Yönerge 1:
Aşağıdaki gezi yazısında yer alan "Orucu evde ailece açmak tercih ediliyor." cümlesini İngilizceye çevirin.

####################

GEZİ YAZILARI 9: McDonald’s’ta Harira çorbası ve Meknes’te salaş bir tek

Hakan Albayrak

 

 

Her Ramazan televizyonlarda merhum Mustafa Akkad’ın Çağrı filmi gösterildiği gibi ben de her Ramazan Fas’tan iki hatıramı paylaşıyorum.

 

Geleneği bozmayayım…

 

HARİRA VE ŞÜREKÂSI

 

2008 senesinde Ramazan ayının bir haftasını dört arkadaşımla beraber Fas’ta geçirdim.

 

Ramazan ayında Fas tepeden tırnağa oruç ülkesi.

 

Açıktan oruç yiyen bir tek Faslıya bile rastlamadık.

 

Gündüz vakti lokantalarda ve kafeteryalarda sadece turistler yiyip-içiyor, onların masalarında oturan Faslılar varsa da önleri muhakkak boş.

 

Turistlerin uğramadığı semtlerin üzerine iftar vakti müthiş bir ıssızlık çöküyor.

 

Orucu evde ailece açmak tercih ediliyor.

 

Şu veya bu sebeple eve gitmeyenler veya gidemeyenler için lokantalarda 'standart’ iftar servisi yapılıyor.

 

İftar menüsü ülkenin her yerindeki her lokantada (ve evde) aynı:

 

Nohutlu ve safranlı Harira çorbası, üç-beş hurma, haşlanmış yumurta, bazlama ve süt yahut meyve suyu.

 

İftar denince sadece ve sadece bu anlaşılıyor.

 

“İftarda kebap yiyeceğim” yahut “kuru fasulye yiyeceğim” yok yani.

 

İftar = Harira ve şürekâsı.

 

Başka bir şey yemek istiyorsanız iftar vaktinin geçmesini bekleyeceksiniz, çünkü iftar vaktinde sadece yukarıda mezkûr menü servis ediliyor.

 

Bu, değişmez ve değiştirilmesi teklif dahî edilemez kanun gibi bir şey.

 

Esas yemeği iftar vaktinden en az bir veya bir buçuk saat sonra yiyor Faslılar.

 

Daha ziyade teravih namazından sonra.

 

(Sahur sofraları da pek mütevazı; iftar sofrasının çorbasız olanı.)

 

Bir akşam iki arkadaşımız "İçimiz-dışımız Harira oldu, bu akşam iftarımızı McDonald’s’ta hamburgerle açacağız" dedi.

 

Onları McDonald’s'a bırakıp geleneksel bir Fas lokantasına geçtik.

 

Yemeğimizi yiyip kahvemizi içtikten sonra arkadaşlarımızı almak için McDonald's'a geri döndük ki ne görelim?

 

Arkadaşlarımız hâlâ açlıktan kıvranıyor!

 

Meğerse ‘değişmez ve değiştirilmesi teklif dahî edilemez kanun’ orada da geçerliymiş.

 

Faslı McDonald's çalışanları "Hamburger iftardan sonra” demişler.

####################

Yönerge 2:
Aşağıdaki kayıtlarda "job | pin one point per instance of the tree" ifadesini içeren satırdan "[(117, 165)]" ifadesini içeren satıra kadar, iki uç satır da dahil olmak üzere, tüm satırları aynen yazın.

(Etiketli nesne işaretleme kayıtları)
####################

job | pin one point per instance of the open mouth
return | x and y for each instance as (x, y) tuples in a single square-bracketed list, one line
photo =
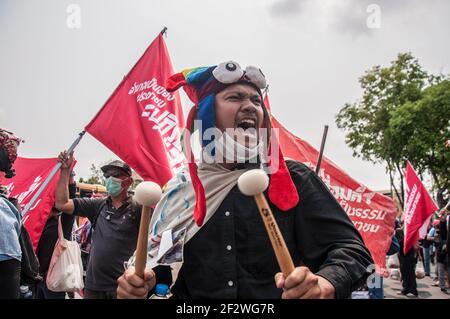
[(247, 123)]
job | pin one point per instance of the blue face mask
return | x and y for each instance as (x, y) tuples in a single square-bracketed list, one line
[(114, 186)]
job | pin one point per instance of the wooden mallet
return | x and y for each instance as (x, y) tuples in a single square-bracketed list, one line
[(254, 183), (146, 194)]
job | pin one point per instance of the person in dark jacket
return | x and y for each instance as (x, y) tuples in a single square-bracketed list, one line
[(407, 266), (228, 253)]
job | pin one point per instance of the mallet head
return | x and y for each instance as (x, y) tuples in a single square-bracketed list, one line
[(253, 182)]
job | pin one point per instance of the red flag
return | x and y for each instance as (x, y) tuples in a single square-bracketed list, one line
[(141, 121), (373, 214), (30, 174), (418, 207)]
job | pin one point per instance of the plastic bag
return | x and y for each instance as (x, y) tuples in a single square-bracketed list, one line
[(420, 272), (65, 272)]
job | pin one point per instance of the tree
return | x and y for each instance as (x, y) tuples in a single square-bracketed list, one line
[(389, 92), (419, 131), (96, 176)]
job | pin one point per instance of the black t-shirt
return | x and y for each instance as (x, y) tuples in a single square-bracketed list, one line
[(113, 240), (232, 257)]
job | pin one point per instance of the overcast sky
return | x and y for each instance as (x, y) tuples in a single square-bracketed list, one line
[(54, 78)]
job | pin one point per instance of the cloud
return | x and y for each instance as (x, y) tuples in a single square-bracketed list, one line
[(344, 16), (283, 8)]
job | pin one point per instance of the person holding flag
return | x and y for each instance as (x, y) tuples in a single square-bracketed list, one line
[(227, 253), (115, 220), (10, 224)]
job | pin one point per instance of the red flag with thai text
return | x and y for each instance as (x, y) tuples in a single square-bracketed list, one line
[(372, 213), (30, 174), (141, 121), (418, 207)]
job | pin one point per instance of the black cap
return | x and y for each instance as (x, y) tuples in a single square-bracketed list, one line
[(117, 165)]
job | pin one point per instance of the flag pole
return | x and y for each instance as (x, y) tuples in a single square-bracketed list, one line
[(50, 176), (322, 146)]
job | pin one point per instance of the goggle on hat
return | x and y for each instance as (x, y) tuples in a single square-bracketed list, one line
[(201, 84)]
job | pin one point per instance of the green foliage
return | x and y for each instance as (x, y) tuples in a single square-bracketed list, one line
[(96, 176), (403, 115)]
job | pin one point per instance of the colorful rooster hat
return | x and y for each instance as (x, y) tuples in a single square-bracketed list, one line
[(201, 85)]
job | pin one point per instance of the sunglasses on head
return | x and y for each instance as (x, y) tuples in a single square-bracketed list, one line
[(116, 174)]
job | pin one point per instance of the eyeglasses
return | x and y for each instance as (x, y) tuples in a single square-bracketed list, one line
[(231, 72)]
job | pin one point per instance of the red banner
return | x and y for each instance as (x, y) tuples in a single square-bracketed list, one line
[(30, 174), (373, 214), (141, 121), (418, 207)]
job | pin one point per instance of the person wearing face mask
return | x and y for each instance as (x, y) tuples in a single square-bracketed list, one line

####################

Yanıt 1:
Breaking the fast at home as a family is preferred.

Yanıt 2:
job | pin one point per instance of the tree
return | x and y for each instance as (x, y) tuples in a single square-bracketed list, one line
[(389, 92), (419, 131), (96, 176)]
job | pin one point per instance of the black t-shirt
return | x and y for each instance as (x, y) tuples in a single square-bracketed list, one line
[(113, 240), (232, 257)]
job | pin one point per instance of the overcast sky
return | x and y for each instance as (x, y) tuples in a single square-bracketed list, one line
[(54, 78)]
job | pin one point per instance of the cloud
return | x and y for each instance as (x, y) tuples in a single square-bracketed list, one line
[(344, 16), (283, 8)]
job | pin one point per instance of the person holding flag
return | x and y for each instance as (x, y) tuples in a single square-bracketed list, one line
[(227, 253), (115, 220), (10, 224)]
job | pin one point per instance of the red flag with thai text
return | x and y for each instance as (x, y) tuples in a single square-bracketed list, one line
[(372, 213), (30, 174), (141, 121), (418, 207)]
job | pin one point per instance of the black cap
return | x and y for each instance as (x, y) tuples in a single square-bracketed list, one line
[(117, 165)]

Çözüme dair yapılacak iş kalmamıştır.